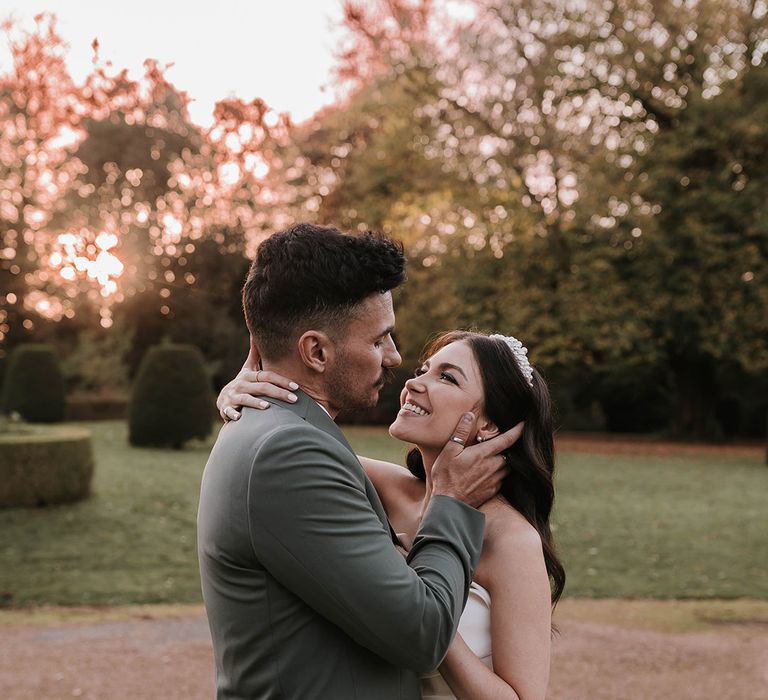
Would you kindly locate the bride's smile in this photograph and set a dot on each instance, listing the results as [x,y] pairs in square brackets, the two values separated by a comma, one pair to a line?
[446,385]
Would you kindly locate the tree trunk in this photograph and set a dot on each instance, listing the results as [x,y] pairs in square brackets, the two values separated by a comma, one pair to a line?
[693,413]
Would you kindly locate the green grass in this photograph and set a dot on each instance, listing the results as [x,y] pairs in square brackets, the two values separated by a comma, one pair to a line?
[626,527]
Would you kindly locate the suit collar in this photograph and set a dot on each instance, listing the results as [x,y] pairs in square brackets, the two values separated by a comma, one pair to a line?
[309,410]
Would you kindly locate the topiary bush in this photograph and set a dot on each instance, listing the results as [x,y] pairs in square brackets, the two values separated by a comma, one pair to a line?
[34,385]
[172,400]
[43,466]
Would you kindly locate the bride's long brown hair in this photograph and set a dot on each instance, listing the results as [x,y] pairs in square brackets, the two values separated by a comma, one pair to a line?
[509,399]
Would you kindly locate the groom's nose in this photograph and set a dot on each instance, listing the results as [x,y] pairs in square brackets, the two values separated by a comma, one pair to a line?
[391,355]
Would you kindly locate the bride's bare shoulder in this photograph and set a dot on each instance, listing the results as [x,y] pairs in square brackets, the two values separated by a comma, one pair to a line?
[388,477]
[511,542]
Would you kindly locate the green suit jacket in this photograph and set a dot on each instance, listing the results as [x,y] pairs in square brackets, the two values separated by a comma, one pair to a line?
[307,598]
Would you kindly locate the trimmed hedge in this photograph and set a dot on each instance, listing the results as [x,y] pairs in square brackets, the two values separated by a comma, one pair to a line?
[172,401]
[34,385]
[45,466]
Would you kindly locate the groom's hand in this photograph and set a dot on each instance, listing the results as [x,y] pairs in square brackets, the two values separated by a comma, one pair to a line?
[472,474]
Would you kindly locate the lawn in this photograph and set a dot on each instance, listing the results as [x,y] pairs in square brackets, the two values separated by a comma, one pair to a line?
[646,527]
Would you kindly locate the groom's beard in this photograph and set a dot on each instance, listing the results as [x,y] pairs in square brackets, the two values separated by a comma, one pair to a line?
[346,391]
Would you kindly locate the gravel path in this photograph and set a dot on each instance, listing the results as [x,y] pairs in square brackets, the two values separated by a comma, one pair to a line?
[143,657]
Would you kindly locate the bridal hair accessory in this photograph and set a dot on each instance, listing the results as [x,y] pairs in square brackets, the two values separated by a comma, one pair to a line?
[520,353]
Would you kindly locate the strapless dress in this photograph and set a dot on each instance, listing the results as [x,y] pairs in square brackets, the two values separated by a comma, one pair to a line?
[475,629]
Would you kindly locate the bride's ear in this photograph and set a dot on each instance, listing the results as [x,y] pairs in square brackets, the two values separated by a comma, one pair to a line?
[486,429]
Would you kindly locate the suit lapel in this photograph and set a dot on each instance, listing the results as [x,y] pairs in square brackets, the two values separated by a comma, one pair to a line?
[308,409]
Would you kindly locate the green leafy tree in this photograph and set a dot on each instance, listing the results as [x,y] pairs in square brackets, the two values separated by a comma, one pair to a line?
[171,401]
[34,385]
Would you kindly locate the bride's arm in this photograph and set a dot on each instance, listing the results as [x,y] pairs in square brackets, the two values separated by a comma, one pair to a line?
[517,582]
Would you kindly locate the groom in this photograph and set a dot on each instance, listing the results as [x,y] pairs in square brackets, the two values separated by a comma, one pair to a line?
[307,596]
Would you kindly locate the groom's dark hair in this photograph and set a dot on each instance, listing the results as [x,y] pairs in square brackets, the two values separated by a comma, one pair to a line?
[313,277]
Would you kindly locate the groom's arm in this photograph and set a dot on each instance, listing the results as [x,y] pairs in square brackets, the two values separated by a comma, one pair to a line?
[314,529]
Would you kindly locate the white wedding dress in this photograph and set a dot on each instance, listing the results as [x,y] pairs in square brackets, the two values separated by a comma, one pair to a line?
[475,629]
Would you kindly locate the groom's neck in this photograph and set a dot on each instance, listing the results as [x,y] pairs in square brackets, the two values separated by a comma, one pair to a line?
[311,383]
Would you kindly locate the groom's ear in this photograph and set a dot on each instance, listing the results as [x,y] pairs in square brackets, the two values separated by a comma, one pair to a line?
[316,350]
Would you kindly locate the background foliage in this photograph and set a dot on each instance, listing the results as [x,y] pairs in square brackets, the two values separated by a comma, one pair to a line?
[586,176]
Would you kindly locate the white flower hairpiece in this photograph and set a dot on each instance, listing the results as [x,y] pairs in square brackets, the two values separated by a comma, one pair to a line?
[520,353]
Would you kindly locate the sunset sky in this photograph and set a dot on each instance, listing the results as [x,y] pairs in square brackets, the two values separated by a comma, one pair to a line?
[279,51]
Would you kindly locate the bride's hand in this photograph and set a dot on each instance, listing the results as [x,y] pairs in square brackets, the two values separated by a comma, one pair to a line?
[251,383]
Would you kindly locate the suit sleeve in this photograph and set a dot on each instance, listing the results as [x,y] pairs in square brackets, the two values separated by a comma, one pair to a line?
[313,527]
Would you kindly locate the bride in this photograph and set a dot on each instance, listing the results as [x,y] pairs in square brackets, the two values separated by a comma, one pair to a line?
[502,649]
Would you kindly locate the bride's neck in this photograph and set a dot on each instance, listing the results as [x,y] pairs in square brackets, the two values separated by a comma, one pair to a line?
[428,460]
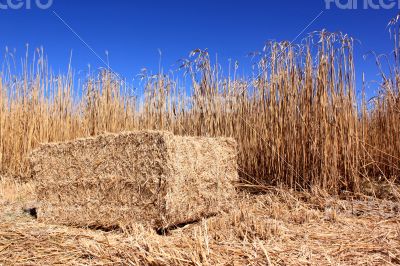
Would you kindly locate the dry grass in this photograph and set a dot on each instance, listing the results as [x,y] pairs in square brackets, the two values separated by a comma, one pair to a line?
[277,228]
[148,177]
[296,119]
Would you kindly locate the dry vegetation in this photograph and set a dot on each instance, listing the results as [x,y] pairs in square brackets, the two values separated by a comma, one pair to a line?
[297,120]
[298,124]
[277,228]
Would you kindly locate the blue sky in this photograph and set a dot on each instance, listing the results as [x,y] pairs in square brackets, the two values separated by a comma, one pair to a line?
[133,31]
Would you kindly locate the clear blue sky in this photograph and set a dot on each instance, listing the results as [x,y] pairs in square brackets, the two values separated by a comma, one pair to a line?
[133,31]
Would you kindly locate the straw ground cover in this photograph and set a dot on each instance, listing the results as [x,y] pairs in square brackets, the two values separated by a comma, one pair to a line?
[275,228]
[297,120]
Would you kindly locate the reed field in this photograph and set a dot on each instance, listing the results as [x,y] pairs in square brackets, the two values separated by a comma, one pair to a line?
[297,119]
[319,162]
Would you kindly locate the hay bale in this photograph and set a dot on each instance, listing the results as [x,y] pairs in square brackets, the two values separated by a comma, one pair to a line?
[152,178]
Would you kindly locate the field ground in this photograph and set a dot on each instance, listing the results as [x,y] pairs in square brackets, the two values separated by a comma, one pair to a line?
[274,228]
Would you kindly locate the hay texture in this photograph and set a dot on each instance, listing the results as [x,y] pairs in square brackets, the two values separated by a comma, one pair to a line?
[151,178]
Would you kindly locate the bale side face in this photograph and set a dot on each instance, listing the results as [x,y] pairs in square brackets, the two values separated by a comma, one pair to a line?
[112,179]
[152,178]
[202,183]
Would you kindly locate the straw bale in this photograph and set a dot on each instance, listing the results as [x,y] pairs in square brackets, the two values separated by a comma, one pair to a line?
[148,177]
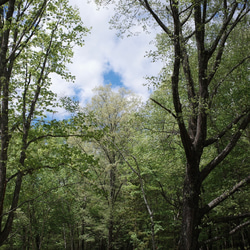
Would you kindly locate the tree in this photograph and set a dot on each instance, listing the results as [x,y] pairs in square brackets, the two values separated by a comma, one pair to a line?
[36,40]
[111,112]
[207,27]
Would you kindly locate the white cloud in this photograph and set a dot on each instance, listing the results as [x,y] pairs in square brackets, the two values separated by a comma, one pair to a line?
[103,49]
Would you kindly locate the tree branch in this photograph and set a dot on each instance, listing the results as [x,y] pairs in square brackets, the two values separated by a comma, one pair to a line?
[224,196]
[234,230]
[220,157]
[223,132]
[168,110]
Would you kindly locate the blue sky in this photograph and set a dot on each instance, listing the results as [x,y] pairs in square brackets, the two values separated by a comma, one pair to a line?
[105,58]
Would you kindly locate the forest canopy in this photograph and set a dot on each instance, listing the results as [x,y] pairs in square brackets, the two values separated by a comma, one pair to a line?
[120,173]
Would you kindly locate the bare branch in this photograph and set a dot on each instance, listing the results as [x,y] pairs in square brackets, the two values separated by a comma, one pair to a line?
[225,77]
[157,19]
[223,132]
[237,228]
[220,157]
[168,110]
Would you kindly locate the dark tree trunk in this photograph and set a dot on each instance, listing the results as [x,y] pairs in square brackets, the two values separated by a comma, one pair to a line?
[190,215]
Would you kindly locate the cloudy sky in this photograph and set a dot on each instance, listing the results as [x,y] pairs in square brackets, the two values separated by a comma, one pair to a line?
[105,58]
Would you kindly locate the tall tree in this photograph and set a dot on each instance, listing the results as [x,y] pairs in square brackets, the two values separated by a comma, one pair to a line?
[36,40]
[207,27]
[111,111]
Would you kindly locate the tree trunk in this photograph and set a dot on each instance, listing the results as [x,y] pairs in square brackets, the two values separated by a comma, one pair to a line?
[190,215]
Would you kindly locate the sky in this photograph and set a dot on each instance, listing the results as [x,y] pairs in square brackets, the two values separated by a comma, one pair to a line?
[105,58]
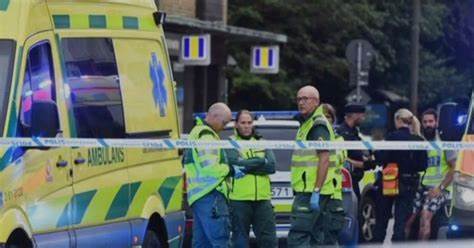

### [GIVEN TASK]
How many lines in the records above contain the word "grass"? Reply with the number alone.

### [SOLVED EXERCISE]
2